**ASSIGNED TASK:** Every line from the one containing "[[442, 64], [151, 313], [201, 98]]" to the one containing "[[159, 406], [308, 29], [591, 218]]" in the records below, both included, must be set down exactly, and no other line.

Image-grounded pointing data:
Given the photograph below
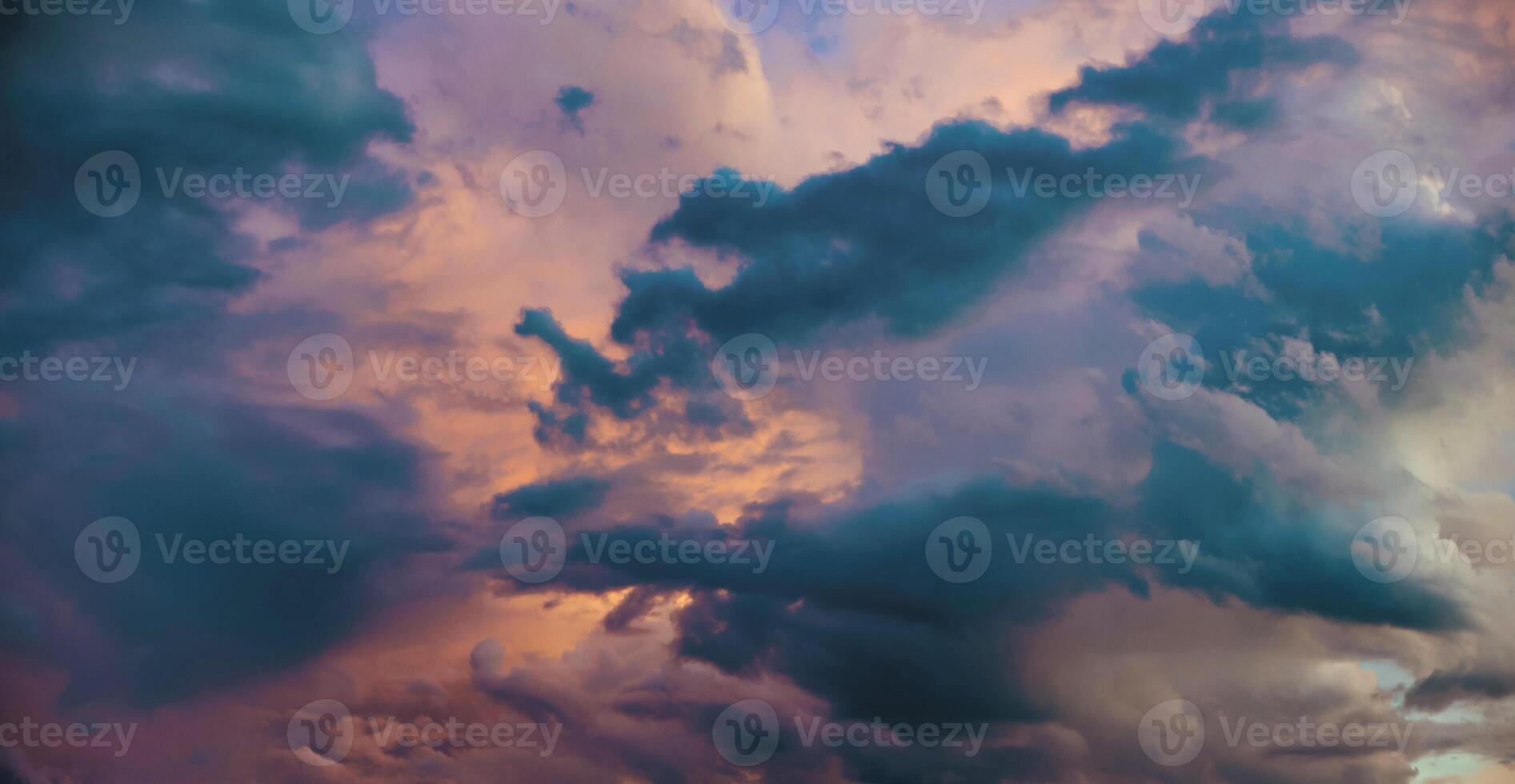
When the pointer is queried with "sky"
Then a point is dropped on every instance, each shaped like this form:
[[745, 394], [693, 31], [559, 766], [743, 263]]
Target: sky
[[680, 391]]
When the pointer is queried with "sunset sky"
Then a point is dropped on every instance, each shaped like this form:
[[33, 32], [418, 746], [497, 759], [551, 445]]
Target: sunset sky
[[1090, 378]]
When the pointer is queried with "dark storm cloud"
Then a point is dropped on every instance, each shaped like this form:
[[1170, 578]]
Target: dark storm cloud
[[555, 498], [856, 246], [205, 471], [1373, 295], [1216, 66], [570, 102], [808, 618], [1441, 689], [1272, 550], [202, 86], [206, 86]]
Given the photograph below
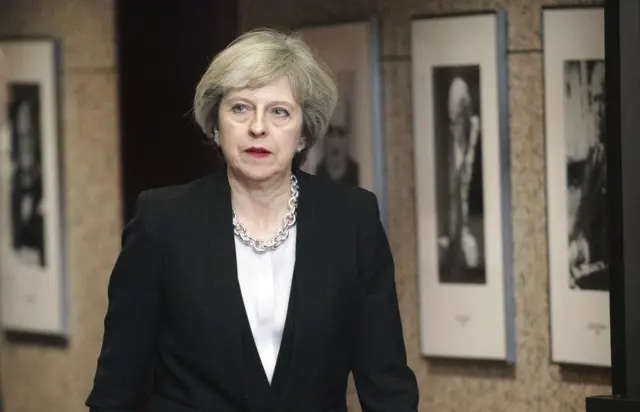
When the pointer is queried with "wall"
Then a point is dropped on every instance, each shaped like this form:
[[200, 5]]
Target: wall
[[43, 378], [534, 384]]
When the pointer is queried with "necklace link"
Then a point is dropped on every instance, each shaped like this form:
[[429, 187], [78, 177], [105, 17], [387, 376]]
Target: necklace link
[[260, 246]]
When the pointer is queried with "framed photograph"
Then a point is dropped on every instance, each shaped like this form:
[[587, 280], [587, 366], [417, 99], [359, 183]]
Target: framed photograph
[[463, 201], [32, 252], [574, 80], [352, 151]]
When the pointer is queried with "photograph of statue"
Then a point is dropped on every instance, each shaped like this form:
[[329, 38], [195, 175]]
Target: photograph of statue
[[458, 169], [584, 100]]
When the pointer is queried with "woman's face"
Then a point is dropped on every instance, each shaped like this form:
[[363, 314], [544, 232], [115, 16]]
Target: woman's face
[[260, 130]]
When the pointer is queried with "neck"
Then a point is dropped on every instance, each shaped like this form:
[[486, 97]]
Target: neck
[[260, 206]]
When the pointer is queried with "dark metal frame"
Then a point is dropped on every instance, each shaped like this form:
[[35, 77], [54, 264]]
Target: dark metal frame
[[622, 42]]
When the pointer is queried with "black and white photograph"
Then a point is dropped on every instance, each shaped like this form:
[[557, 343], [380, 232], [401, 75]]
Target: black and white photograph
[[27, 215], [33, 270], [462, 185], [458, 169], [352, 150], [335, 151], [576, 184], [586, 174]]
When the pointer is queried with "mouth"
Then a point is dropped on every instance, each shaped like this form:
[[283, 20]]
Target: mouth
[[258, 152]]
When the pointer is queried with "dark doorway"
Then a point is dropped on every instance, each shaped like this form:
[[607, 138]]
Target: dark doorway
[[163, 49]]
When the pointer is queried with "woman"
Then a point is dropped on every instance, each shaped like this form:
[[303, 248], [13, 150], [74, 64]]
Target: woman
[[258, 288]]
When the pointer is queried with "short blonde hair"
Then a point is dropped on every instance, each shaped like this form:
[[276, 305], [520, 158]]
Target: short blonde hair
[[255, 59]]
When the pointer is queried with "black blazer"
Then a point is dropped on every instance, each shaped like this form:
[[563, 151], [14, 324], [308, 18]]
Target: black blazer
[[176, 310]]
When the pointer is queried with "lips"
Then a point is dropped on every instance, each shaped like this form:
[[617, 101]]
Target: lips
[[258, 152]]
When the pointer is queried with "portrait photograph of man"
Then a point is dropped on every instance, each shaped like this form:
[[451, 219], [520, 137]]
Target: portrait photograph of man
[[27, 218]]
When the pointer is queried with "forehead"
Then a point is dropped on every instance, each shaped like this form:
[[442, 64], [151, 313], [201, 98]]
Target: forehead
[[276, 90]]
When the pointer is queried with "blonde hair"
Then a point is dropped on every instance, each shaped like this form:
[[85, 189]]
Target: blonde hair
[[257, 58]]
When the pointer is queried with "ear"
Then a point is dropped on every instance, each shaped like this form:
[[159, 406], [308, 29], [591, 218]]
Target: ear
[[301, 144]]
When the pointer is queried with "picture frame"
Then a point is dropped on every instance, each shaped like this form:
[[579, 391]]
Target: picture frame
[[351, 50], [574, 76], [462, 184], [33, 268]]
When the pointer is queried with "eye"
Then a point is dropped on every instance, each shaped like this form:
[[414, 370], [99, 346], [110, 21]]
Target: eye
[[239, 108], [280, 112]]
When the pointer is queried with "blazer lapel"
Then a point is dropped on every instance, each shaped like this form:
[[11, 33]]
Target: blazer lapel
[[305, 290], [244, 358], [226, 297]]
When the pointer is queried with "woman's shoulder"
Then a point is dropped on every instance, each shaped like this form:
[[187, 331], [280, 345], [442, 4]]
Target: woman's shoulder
[[173, 200], [339, 197]]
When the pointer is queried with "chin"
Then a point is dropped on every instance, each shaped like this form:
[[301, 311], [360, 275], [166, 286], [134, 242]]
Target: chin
[[259, 174]]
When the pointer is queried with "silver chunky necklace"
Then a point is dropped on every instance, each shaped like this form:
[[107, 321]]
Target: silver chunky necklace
[[281, 235]]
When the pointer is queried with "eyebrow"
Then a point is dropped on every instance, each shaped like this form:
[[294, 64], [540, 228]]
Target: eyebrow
[[271, 103]]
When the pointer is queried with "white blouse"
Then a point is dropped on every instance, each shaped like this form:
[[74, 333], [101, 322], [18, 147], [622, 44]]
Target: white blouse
[[265, 282]]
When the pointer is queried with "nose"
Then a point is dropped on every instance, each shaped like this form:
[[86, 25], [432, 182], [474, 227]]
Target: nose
[[257, 127]]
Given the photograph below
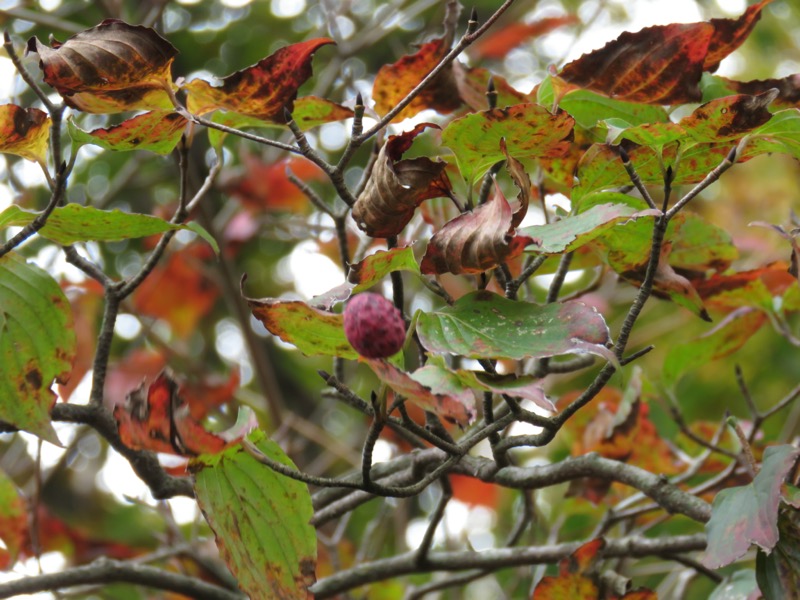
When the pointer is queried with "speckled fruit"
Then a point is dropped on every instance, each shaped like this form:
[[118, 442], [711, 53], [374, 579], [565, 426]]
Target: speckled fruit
[[373, 326]]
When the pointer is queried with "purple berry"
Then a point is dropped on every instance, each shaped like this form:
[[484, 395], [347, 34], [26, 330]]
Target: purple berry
[[373, 326]]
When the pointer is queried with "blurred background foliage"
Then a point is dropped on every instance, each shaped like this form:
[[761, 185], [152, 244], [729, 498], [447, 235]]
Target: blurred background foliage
[[194, 322]]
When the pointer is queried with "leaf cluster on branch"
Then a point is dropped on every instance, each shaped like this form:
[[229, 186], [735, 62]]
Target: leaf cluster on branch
[[525, 239]]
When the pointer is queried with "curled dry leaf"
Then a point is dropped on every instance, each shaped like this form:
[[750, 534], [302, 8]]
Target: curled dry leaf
[[262, 90], [481, 239], [24, 132], [112, 67], [397, 186]]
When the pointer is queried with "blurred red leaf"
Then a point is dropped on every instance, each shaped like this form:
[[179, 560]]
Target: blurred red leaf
[[13, 522], [501, 41], [267, 186], [470, 490], [157, 419], [113, 67], [394, 82], [397, 186], [662, 64], [178, 290], [86, 300], [262, 90]]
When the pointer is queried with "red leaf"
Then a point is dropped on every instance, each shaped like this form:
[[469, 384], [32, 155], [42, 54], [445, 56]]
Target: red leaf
[[178, 291], [159, 420], [501, 41], [730, 33], [112, 67], [397, 186], [662, 64], [267, 186], [262, 90], [394, 82]]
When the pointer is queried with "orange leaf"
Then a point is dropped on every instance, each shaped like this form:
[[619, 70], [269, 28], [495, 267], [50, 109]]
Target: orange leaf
[[501, 41], [178, 291], [267, 186], [159, 420], [113, 67], [394, 82], [262, 90], [24, 132]]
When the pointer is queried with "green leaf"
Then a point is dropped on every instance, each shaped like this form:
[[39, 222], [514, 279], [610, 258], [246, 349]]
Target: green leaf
[[588, 108], [37, 345], [486, 325], [314, 332], [778, 573], [748, 514], [574, 231], [529, 130], [260, 519], [157, 131], [75, 223], [724, 339]]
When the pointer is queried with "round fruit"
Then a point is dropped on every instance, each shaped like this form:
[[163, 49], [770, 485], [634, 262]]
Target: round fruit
[[373, 326]]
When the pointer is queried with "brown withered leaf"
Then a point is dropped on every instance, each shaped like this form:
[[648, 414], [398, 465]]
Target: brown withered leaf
[[662, 64], [262, 90], [397, 187], [475, 241], [112, 67], [24, 132], [730, 33], [394, 82]]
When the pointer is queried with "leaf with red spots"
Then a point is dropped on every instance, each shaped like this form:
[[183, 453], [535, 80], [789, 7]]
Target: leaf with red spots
[[433, 388], [394, 82], [475, 241], [487, 325], [24, 132], [266, 186], [314, 332], [260, 519], [748, 515], [529, 130], [397, 187], [262, 90], [37, 345], [13, 522], [158, 419], [178, 290], [157, 131], [113, 67], [502, 40]]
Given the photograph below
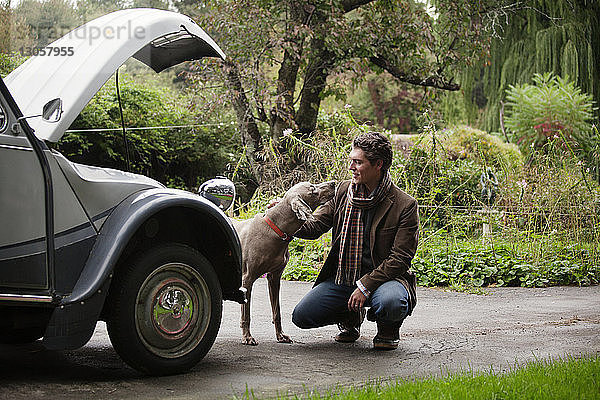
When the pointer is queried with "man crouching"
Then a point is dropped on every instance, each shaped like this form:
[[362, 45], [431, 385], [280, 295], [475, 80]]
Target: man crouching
[[375, 231]]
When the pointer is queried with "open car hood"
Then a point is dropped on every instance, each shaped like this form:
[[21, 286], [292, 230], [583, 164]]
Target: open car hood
[[84, 59]]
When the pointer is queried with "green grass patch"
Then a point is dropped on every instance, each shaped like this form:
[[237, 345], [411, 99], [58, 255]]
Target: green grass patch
[[544, 380]]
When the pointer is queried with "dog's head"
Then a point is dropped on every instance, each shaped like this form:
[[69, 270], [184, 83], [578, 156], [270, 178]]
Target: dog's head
[[305, 197]]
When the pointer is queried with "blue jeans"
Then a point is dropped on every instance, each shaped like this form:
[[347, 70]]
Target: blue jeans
[[327, 304]]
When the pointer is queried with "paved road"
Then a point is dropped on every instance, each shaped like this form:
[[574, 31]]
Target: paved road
[[447, 332]]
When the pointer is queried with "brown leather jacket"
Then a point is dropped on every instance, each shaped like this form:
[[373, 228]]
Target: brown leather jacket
[[393, 238]]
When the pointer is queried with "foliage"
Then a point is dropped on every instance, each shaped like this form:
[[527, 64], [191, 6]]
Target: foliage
[[285, 57], [551, 108], [180, 157], [556, 379], [442, 169], [387, 104], [502, 263], [560, 37]]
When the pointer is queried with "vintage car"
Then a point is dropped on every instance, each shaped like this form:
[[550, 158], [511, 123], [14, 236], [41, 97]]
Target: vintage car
[[80, 243]]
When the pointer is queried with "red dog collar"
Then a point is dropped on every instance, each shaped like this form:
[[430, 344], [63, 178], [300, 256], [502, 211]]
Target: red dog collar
[[284, 236]]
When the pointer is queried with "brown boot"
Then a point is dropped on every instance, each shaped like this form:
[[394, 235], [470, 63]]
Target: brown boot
[[350, 328], [388, 336]]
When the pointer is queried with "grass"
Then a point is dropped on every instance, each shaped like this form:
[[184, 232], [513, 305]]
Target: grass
[[568, 378]]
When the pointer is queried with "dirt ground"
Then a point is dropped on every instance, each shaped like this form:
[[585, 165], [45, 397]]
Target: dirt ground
[[447, 332]]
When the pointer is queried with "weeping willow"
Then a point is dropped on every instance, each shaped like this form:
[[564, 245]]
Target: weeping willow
[[558, 36]]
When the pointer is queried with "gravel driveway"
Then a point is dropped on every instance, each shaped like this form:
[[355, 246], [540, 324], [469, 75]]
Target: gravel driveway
[[447, 332]]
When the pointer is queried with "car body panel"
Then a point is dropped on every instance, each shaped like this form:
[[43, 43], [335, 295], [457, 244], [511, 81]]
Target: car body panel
[[158, 38], [128, 218], [102, 189], [67, 227]]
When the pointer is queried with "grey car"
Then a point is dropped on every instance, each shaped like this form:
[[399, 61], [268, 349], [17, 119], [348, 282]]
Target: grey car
[[80, 243]]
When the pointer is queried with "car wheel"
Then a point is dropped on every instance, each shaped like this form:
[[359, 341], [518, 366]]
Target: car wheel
[[165, 309]]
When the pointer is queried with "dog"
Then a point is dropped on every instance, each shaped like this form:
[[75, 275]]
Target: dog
[[265, 239]]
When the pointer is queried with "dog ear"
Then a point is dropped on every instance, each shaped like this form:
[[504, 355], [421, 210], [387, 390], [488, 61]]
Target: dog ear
[[301, 209]]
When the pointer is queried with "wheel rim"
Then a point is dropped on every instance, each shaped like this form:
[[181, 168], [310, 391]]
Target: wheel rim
[[173, 310]]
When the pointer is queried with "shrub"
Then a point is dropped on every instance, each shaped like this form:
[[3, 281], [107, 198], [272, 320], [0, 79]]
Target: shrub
[[552, 108]]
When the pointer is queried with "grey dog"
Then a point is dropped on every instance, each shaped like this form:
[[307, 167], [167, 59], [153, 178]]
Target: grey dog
[[265, 239]]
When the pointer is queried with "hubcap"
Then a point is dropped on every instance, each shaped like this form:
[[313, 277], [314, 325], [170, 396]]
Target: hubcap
[[173, 311]]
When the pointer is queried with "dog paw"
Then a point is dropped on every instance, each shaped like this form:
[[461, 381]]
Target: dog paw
[[284, 339], [250, 341]]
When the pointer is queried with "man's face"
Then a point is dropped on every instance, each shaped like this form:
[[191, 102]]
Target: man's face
[[362, 170]]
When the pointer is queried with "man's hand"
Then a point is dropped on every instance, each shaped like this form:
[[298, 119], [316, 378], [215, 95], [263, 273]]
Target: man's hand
[[274, 202], [357, 300]]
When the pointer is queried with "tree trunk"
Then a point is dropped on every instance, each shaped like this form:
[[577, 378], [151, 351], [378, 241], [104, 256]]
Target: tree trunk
[[251, 138], [315, 80]]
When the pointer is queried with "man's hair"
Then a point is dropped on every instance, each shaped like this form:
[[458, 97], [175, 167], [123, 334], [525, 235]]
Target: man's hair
[[376, 146]]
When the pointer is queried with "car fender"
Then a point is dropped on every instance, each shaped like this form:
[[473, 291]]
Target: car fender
[[127, 218]]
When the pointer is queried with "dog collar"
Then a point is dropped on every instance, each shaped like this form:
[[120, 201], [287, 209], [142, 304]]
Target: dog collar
[[284, 236]]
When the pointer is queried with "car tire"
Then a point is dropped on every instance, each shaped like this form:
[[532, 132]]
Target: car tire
[[165, 309]]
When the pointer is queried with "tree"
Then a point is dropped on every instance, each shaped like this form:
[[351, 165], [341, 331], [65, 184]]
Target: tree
[[284, 56], [556, 36]]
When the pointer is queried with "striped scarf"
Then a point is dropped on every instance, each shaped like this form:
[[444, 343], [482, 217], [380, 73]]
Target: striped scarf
[[351, 240]]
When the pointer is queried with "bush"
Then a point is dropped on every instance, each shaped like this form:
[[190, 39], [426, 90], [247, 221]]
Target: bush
[[506, 264], [550, 109]]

**EXERCISE RESPONSE:**
[[442, 64], [151, 313], [201, 98]]
Target: forehead
[[276, 90]]
When the pointer is queried with "blonde hair"
Then a point is dropped on every instance, each shaped like this form:
[[85, 189]]
Target: blonde hair
[[257, 58]]
When the pointer is queried with "ear"
Then a point is dropped on every instance, each shaped like this form:
[[159, 406], [308, 29], [591, 218]]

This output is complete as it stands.